Short exercise =
Please quote only the lines that start at the one with "Would you mind tagging the dark grey" and go on to the last line of the data, both ends kept.

Given entries =
--------

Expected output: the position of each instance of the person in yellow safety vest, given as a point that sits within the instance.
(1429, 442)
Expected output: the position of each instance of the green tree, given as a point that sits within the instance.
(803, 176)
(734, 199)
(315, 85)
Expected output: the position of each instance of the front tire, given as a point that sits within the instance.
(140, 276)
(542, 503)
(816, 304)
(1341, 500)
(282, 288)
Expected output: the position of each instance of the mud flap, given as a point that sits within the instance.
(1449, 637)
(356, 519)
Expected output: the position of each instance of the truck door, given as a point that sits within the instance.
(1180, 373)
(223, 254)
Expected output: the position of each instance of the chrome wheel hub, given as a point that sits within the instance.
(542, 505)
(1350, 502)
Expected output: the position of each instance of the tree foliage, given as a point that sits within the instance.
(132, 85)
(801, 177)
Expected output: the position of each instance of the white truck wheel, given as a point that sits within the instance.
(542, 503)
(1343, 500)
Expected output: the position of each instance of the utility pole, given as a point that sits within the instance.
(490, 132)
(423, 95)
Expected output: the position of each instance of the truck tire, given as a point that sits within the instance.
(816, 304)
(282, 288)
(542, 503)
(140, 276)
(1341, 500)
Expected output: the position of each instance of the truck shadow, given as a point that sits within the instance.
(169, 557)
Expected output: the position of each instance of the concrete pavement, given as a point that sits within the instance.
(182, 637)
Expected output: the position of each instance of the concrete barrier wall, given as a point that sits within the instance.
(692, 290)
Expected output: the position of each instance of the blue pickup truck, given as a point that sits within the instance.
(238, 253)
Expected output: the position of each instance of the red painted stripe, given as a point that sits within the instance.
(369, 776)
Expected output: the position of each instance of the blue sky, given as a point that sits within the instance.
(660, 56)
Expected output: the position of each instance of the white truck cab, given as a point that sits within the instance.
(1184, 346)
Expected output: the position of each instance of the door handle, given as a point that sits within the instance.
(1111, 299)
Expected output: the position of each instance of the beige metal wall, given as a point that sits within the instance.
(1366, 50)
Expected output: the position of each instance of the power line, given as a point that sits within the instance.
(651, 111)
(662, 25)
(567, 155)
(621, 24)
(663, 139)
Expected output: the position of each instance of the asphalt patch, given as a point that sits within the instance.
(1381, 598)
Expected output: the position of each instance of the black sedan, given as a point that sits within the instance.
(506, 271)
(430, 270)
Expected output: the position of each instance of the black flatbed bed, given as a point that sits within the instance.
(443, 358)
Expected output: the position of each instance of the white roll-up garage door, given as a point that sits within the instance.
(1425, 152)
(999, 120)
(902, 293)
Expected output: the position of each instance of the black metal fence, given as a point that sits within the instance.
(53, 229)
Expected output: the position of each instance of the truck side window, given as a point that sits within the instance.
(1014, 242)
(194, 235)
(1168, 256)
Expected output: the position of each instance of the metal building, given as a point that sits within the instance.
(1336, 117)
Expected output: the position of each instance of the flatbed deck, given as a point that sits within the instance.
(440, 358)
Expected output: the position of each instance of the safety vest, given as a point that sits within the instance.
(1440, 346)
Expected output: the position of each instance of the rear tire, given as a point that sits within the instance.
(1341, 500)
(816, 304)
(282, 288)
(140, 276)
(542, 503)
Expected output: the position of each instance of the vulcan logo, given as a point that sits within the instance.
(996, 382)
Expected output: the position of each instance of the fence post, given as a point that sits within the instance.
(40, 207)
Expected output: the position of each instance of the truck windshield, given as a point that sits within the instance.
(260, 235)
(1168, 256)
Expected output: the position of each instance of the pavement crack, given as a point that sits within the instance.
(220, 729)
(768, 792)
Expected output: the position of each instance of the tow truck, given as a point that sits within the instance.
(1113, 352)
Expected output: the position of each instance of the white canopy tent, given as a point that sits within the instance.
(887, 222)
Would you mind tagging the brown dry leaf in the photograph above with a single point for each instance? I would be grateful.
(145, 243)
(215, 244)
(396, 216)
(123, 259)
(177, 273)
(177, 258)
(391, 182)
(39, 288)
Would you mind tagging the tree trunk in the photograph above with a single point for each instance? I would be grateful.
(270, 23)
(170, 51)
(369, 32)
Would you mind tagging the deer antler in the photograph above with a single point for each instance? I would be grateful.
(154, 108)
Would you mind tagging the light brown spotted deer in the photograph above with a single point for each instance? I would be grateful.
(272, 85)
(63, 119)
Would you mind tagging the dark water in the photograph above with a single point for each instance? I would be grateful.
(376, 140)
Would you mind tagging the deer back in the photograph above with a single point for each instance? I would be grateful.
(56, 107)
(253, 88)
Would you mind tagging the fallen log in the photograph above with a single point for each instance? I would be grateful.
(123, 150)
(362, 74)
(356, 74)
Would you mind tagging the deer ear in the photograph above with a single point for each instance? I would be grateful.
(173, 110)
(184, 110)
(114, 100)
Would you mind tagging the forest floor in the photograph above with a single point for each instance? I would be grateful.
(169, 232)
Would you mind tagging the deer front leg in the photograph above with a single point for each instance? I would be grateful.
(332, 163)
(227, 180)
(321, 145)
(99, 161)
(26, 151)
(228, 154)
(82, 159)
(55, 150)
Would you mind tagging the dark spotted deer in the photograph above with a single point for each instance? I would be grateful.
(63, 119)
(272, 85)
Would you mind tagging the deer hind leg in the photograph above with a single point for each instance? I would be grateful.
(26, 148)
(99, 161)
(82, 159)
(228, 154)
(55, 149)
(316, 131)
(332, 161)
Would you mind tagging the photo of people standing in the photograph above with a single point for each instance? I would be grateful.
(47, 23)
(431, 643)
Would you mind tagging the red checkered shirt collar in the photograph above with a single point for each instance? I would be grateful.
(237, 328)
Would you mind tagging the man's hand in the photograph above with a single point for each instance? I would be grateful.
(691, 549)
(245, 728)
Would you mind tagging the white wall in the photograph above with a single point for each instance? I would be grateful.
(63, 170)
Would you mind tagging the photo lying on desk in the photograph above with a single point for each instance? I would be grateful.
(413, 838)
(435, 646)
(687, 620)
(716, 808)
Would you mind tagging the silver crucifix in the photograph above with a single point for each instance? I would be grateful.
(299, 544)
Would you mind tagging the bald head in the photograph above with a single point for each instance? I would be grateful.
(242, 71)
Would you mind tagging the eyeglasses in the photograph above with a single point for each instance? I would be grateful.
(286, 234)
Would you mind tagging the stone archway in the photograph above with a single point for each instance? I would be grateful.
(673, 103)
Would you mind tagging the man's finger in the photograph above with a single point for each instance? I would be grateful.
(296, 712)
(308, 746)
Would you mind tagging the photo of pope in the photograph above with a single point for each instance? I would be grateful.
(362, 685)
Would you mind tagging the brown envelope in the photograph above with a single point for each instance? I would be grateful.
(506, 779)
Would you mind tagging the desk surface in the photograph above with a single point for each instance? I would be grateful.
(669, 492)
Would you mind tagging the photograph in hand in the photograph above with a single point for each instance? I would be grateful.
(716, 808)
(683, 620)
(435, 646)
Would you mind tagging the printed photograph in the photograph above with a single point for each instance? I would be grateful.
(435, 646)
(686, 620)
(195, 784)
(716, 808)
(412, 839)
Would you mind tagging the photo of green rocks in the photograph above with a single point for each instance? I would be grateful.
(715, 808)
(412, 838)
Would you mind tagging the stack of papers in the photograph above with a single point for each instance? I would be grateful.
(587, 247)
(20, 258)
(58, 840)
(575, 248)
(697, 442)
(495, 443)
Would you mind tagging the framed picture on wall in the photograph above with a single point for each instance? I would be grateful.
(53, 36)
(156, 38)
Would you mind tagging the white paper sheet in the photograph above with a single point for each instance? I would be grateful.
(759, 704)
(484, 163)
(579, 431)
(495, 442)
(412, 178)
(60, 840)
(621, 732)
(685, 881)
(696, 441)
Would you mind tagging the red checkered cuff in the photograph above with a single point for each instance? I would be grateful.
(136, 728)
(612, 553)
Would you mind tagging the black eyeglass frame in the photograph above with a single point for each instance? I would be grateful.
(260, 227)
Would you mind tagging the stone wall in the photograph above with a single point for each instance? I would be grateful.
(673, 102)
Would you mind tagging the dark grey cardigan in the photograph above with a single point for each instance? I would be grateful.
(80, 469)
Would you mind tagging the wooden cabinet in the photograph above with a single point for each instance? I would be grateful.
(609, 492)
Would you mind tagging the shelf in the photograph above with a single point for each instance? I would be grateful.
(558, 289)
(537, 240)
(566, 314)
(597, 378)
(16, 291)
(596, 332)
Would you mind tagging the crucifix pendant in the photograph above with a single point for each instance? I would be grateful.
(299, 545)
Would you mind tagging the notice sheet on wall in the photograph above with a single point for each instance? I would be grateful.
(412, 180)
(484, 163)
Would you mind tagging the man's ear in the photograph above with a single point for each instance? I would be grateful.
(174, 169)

--------

Result of the task =
Would you mind tagging the dark grey cardigan in the photograph above with a single point for each instance? I would be grateful.
(80, 469)
Would you mind tagging the wooden cabinet in the photograph above with a single point for each instance? I would be grateful.
(609, 492)
Would you mind tagging the shelf in the photograph above with a single point for each instance? I would be grateful.
(558, 289)
(537, 240)
(566, 314)
(597, 378)
(16, 291)
(596, 332)
Would you mind tagging the crucifix pendant in the photograph above with a single point for each instance? I would be grateful.
(299, 545)
Would you mind tagging the notice sheet on wall in the photograph above with a single point for each instance? I would be grateful.
(412, 180)
(484, 163)
Would you mind tagging the man's ear in the photograph above with a single point for each instance? I would be grateful.
(174, 169)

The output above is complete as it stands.